Saturday, October 11, 2014

#1176: Robert Stinnett


We’ll restrict ourselves to giving honorable mention to Randy Stimpson for his rank crankery based on lack of expertise in the scientific disciplines on which he has plenty of intuitions that he’s not afraid to assert.

A more interesting form of conspiracy-driven pseudoscientific stance is taken in Robert Stinnett’s Day of Deceit. Given the prevalence and popularity of 9/11 conspiracy theories, you just knew that Stinnett’s particular conspiracy theory had to exist, didn’t you? Indeed, the particular conspiracy was alive and well before Stinnett decided to take it up. Now, Stinnett, who was a Naval photographer during WWII and is currently a fellow at the Independent Institute in Oakland, California, hasn’t, as far as we know, said anything about 9/11. His schtick is Pearl Harbor. According to Stinnett, the FDR government was well aware of Japan’s plans to attack Pearl Harbor before it happened and willingly went along with it to provoke a war. The conspiracy theory is aptly summed up here, laid out in some detail here; there is a good resource here (and perhaps here), and a comprehensive response to Stinnett’s assertions here; for some further debunkings of some of Stinnett’s particular claims, see this, and this. It is bunk.

Do you think Stinnett has changed his position in the face of all the evidence showing that he was wrong? Despite what Stinnett tries to argue, this is not a matter on which the jury of historians are still “out”. And yes, the theory is just as silly as 9/11 conspiracy theories. Gore Vidal seems to have been a fan, but Gore Vidal seems to have liked himself some conspiracy theories on occasion (including 9/11) and would certainly have merited inclusion in our Encyclopedia himself had he not gone off and died.

His Independent Institute, by the way, is a wingnut, global warming denialist think tank famous for pushing, in addition to Stinnett, the crankery of Thomas DiLorenzo.

Diagnosis: Old, cranky conspiracy theorist and pseudohistorian. Not entirely harmless, and the kind of crank that makes real historians have to deal with loads and loads of bullshit instead of devoting themselves to doing real work.

THE PROBLEM. According to the entry on Robert Stinnett, what was his role during World War II?

AVAILABLE DATA.
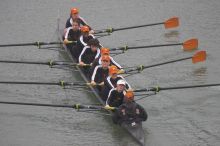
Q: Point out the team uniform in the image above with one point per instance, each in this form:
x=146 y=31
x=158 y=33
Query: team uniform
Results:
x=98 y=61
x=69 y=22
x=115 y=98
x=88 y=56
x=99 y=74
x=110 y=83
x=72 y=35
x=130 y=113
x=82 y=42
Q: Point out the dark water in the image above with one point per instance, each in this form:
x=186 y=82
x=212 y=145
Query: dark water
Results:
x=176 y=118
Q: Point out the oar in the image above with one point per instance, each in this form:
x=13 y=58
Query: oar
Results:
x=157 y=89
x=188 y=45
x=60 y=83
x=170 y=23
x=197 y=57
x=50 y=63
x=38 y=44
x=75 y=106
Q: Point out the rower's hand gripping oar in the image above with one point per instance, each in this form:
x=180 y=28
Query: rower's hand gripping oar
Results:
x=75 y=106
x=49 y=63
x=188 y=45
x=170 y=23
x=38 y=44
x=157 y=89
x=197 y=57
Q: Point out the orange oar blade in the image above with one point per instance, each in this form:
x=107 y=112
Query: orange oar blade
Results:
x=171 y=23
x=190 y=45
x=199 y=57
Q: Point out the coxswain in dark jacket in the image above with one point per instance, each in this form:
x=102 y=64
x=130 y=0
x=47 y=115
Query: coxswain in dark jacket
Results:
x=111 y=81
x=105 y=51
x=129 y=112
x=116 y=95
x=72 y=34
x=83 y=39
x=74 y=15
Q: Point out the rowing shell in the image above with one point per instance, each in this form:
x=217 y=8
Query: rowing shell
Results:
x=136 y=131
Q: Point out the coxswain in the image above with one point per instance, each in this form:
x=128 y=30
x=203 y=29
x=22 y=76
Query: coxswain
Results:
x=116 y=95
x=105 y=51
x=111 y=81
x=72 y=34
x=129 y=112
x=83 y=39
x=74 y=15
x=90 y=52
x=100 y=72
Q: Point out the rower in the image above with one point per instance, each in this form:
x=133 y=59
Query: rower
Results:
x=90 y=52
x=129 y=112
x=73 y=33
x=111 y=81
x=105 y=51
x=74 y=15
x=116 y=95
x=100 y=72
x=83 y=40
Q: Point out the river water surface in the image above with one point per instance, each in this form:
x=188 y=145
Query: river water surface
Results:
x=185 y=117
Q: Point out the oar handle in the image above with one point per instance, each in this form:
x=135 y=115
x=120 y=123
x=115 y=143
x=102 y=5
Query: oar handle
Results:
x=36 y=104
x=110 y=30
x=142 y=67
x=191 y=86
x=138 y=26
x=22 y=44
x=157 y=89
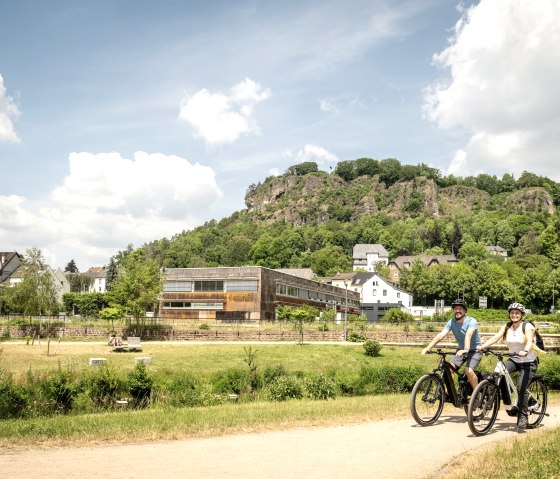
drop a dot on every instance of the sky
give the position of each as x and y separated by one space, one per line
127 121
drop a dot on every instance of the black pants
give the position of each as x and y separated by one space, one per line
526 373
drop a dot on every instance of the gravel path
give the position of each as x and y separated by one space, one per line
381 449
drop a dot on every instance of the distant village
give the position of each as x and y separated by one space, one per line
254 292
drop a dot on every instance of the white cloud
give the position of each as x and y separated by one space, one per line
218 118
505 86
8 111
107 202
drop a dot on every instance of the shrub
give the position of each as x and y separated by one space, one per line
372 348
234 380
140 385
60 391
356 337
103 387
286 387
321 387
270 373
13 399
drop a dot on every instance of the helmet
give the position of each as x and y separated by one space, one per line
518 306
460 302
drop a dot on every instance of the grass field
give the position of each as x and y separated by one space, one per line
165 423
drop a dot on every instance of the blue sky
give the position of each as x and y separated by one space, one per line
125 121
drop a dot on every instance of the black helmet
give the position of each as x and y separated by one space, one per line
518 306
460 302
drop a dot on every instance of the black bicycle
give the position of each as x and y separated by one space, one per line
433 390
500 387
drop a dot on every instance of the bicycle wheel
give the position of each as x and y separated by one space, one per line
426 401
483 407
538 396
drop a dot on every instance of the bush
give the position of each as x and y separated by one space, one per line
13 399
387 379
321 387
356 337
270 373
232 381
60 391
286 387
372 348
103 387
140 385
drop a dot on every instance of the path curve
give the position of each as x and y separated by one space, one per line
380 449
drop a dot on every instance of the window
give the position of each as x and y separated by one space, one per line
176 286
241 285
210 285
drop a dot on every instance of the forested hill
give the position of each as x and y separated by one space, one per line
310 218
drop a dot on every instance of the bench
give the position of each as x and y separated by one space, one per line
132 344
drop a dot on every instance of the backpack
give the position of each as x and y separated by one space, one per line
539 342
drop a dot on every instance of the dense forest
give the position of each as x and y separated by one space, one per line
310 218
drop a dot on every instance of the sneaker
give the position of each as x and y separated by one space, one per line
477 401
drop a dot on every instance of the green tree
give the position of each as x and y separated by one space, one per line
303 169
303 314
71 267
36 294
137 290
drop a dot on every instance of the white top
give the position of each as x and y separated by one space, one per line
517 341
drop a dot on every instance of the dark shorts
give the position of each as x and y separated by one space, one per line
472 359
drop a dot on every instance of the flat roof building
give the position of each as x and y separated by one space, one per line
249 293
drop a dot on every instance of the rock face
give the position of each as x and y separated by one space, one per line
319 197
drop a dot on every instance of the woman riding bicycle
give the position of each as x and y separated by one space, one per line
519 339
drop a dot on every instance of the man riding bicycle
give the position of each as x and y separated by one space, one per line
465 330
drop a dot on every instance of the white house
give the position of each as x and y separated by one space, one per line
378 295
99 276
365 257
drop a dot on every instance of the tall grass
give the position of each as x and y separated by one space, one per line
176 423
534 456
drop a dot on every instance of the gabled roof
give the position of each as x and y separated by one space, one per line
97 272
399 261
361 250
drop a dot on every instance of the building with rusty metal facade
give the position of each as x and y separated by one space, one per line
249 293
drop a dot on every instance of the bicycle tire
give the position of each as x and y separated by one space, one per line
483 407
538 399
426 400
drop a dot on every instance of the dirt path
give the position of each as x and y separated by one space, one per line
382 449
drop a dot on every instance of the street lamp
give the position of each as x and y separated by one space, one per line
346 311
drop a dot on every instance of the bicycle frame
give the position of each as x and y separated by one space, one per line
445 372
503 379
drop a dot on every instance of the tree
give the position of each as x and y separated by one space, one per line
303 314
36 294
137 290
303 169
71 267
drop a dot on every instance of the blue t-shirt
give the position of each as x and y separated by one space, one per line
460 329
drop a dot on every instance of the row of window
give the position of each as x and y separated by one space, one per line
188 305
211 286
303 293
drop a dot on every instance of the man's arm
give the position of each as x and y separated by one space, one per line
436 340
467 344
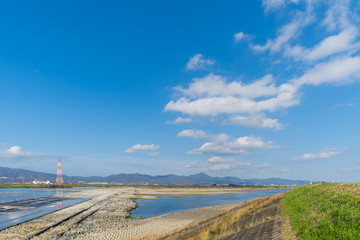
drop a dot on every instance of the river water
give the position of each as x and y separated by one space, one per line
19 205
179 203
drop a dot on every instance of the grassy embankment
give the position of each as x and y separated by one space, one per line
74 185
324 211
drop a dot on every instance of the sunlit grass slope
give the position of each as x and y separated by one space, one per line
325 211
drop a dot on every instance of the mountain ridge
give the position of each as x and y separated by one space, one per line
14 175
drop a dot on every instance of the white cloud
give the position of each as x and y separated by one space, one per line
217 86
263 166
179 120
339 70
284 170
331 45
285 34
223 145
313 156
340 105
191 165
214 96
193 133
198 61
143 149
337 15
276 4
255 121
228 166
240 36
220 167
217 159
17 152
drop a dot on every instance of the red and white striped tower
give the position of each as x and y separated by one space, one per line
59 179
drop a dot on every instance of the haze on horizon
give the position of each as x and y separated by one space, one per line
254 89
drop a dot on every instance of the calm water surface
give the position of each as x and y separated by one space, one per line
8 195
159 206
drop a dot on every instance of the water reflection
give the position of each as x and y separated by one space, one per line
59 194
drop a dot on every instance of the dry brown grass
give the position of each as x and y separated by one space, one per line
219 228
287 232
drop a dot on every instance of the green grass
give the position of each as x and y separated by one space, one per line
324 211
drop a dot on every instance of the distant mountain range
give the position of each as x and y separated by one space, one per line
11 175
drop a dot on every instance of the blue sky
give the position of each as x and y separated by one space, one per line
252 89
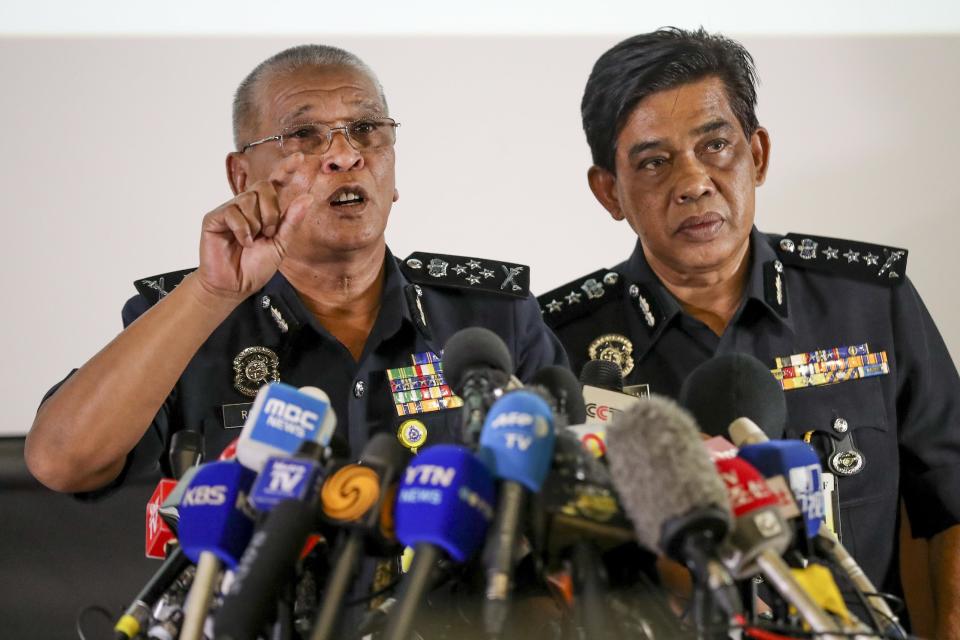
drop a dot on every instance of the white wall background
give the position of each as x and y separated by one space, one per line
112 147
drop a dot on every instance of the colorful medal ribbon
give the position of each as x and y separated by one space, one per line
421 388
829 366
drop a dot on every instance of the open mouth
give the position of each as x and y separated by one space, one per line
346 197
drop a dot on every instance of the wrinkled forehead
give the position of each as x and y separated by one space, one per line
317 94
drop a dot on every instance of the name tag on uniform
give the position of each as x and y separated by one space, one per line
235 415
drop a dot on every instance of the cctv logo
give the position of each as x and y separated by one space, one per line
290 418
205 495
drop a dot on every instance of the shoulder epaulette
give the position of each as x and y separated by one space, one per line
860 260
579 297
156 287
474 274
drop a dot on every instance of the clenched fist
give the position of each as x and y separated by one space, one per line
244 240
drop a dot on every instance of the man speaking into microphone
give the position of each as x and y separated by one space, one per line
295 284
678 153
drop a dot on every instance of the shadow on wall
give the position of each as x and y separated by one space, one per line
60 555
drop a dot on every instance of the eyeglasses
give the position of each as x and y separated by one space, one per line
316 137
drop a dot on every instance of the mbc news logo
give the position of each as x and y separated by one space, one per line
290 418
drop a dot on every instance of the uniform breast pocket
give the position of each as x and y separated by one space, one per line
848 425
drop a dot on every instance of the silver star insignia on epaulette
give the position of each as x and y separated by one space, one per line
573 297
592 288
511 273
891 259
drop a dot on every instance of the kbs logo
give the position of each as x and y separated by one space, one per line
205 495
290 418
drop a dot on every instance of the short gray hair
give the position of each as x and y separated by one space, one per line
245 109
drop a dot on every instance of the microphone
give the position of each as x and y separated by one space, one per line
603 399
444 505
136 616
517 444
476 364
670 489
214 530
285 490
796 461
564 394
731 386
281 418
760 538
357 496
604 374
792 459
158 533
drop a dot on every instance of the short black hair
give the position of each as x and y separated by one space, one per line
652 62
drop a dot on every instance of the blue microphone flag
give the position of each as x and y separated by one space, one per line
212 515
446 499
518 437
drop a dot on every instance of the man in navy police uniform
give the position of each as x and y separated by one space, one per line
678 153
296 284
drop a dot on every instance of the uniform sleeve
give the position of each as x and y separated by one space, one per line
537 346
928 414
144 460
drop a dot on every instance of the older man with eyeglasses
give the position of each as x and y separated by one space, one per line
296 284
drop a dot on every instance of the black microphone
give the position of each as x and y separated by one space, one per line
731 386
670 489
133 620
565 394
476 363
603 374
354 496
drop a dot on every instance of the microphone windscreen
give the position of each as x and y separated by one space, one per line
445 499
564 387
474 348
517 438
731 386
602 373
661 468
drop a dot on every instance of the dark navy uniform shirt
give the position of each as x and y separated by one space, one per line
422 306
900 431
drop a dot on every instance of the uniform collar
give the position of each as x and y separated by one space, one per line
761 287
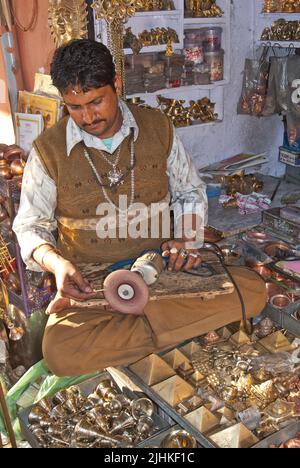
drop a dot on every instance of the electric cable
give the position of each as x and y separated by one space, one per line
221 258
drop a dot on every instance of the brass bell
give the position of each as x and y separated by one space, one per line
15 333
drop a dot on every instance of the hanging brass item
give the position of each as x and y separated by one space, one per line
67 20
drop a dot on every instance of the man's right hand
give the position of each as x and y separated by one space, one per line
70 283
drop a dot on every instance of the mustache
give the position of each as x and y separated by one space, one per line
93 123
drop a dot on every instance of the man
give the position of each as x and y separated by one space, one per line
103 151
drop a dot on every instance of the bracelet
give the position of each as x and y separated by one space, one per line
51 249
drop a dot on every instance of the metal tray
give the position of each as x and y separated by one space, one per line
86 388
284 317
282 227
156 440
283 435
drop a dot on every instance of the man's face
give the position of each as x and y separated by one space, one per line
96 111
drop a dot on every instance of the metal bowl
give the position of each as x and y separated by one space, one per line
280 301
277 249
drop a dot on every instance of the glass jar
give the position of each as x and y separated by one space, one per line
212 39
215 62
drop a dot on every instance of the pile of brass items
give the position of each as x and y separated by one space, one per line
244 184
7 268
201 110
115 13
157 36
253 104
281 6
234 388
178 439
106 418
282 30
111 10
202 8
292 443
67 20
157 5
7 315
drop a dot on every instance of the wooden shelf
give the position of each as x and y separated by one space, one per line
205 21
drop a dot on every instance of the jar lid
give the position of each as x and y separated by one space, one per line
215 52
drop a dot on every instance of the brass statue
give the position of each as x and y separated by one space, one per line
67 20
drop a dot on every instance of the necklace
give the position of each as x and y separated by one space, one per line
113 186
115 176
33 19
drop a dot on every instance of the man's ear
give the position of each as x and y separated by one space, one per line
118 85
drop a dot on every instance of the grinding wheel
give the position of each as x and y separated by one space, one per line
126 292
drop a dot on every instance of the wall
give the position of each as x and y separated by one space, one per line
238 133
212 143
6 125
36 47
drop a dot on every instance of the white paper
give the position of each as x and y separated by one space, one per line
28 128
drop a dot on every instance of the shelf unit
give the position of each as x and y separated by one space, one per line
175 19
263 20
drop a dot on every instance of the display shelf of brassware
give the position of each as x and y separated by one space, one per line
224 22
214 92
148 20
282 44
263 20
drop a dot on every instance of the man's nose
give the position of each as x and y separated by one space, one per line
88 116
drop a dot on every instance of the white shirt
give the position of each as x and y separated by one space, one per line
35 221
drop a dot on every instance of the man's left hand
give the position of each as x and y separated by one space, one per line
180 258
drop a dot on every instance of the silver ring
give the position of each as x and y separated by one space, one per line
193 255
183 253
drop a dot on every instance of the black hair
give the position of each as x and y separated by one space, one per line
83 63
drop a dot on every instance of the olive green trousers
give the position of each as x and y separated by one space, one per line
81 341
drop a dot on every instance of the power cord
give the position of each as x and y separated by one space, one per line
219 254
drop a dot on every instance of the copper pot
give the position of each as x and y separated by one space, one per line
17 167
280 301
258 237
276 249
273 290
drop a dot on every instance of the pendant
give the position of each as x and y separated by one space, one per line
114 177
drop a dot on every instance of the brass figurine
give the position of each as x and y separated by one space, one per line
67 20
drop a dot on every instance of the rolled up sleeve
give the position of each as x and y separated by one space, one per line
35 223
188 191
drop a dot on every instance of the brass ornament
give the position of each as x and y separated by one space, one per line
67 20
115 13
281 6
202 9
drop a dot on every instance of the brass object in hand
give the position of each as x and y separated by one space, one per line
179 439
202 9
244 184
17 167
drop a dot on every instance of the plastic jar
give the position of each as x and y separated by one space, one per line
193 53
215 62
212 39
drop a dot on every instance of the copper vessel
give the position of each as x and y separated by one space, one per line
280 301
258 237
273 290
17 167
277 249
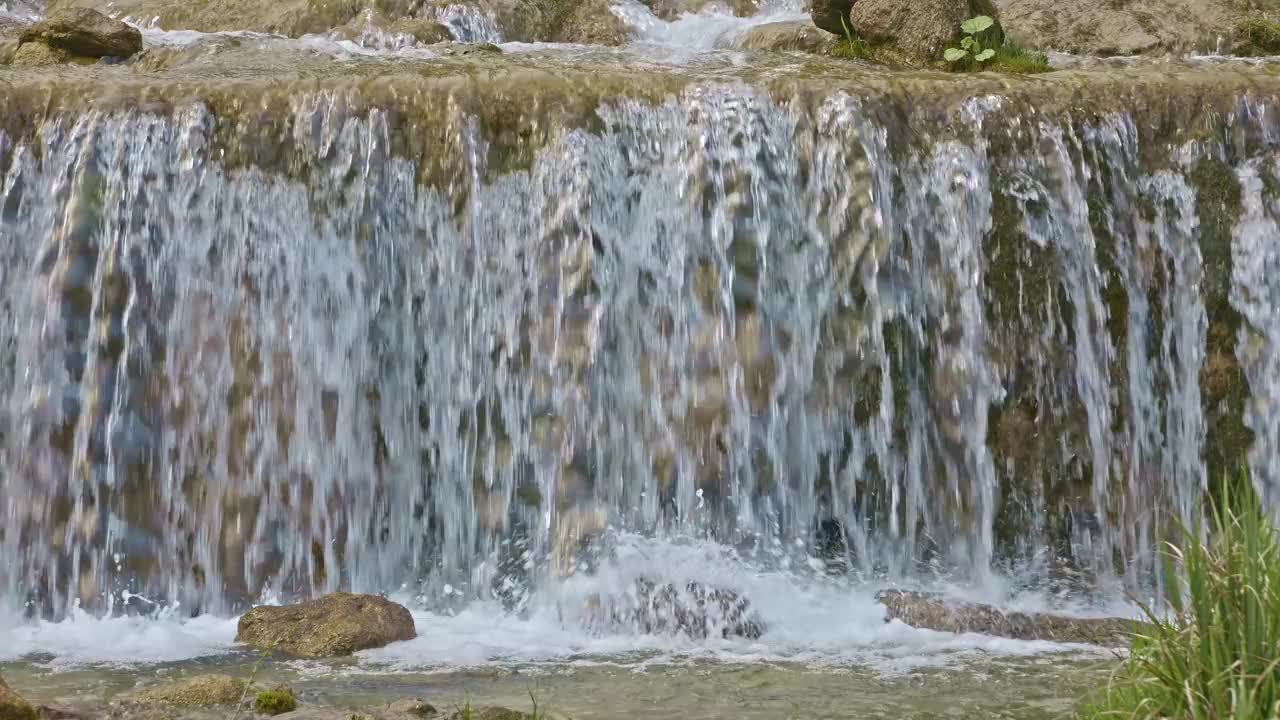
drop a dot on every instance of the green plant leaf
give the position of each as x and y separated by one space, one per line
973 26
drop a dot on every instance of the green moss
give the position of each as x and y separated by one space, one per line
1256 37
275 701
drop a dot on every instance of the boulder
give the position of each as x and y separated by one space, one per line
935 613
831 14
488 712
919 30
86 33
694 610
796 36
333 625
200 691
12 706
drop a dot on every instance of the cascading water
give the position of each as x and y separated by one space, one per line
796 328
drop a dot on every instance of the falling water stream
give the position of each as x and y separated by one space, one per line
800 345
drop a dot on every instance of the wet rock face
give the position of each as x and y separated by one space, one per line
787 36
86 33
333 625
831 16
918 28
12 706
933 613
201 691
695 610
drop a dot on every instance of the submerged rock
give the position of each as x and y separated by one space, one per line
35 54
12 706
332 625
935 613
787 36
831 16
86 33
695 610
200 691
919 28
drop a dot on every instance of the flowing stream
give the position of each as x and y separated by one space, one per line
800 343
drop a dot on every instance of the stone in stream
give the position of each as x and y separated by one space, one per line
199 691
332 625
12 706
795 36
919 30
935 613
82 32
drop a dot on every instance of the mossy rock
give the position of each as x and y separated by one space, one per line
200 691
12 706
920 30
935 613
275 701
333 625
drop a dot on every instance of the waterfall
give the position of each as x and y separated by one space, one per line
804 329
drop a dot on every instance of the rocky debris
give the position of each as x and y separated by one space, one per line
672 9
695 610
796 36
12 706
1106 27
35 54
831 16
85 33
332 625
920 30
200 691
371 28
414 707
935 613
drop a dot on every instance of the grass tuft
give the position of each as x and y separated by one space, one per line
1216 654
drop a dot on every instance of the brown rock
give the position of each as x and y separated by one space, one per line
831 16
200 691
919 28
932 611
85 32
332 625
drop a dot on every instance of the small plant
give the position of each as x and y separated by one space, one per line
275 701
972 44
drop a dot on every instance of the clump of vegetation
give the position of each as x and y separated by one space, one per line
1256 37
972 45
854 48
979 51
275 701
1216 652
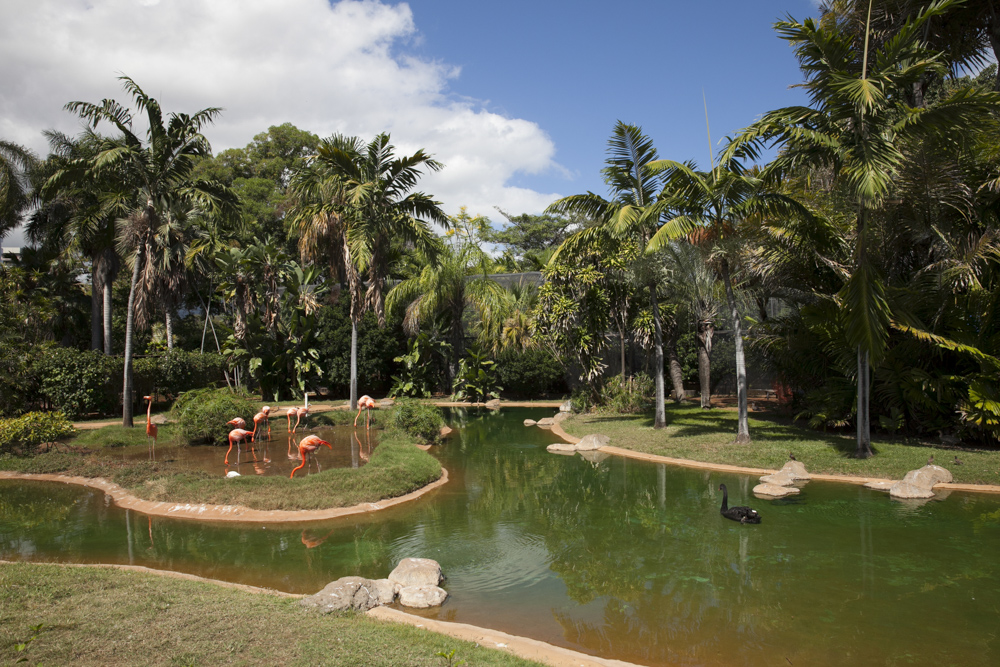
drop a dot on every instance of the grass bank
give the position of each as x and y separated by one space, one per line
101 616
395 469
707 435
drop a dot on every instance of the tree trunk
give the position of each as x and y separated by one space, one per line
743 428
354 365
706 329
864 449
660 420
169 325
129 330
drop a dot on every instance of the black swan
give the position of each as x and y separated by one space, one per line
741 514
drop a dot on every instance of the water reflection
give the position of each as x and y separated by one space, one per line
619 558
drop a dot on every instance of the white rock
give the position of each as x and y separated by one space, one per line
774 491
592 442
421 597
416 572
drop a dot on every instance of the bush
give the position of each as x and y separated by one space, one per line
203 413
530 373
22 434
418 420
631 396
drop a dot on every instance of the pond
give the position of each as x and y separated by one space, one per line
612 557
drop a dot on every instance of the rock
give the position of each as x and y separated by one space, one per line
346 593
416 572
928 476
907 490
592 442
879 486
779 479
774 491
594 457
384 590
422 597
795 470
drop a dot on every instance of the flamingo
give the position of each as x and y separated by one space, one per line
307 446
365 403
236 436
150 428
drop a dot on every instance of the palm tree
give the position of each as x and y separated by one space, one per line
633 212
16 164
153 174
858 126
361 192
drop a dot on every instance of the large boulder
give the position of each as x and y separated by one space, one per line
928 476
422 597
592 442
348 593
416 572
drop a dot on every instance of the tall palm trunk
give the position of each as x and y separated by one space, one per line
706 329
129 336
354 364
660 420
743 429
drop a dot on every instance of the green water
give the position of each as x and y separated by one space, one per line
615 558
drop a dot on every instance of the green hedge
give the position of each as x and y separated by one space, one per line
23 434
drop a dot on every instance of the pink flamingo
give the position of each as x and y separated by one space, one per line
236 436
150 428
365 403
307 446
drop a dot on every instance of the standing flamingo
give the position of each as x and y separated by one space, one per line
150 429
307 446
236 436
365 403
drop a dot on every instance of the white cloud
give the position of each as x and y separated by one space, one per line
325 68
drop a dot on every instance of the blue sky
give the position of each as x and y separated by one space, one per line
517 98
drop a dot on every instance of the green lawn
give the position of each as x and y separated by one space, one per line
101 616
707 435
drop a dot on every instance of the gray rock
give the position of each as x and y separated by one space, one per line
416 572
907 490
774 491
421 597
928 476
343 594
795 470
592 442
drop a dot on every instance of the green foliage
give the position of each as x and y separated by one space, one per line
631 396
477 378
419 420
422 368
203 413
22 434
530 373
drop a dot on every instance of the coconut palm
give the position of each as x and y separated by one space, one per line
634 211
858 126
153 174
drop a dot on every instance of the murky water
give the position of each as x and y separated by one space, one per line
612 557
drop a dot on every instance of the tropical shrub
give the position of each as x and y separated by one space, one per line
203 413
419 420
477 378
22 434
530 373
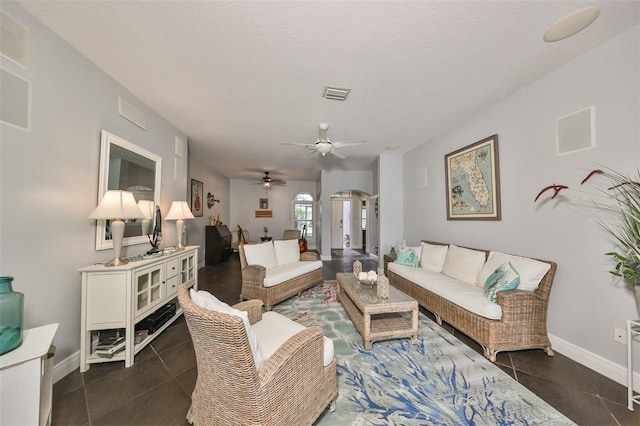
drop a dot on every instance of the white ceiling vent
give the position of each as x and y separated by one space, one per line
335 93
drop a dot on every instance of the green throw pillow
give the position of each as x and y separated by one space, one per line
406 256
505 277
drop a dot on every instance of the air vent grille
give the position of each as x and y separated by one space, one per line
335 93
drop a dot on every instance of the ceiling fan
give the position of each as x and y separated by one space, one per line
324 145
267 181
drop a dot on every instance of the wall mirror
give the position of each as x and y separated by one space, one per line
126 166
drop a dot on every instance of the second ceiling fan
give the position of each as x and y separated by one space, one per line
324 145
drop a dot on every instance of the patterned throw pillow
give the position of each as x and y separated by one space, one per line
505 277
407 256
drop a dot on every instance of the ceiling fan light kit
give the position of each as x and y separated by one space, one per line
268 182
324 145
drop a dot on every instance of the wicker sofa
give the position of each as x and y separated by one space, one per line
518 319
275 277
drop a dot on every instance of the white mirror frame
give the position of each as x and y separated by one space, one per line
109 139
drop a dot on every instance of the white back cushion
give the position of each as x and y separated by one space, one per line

ANSWER TO THE EXERCISE. He was a Naval photographer.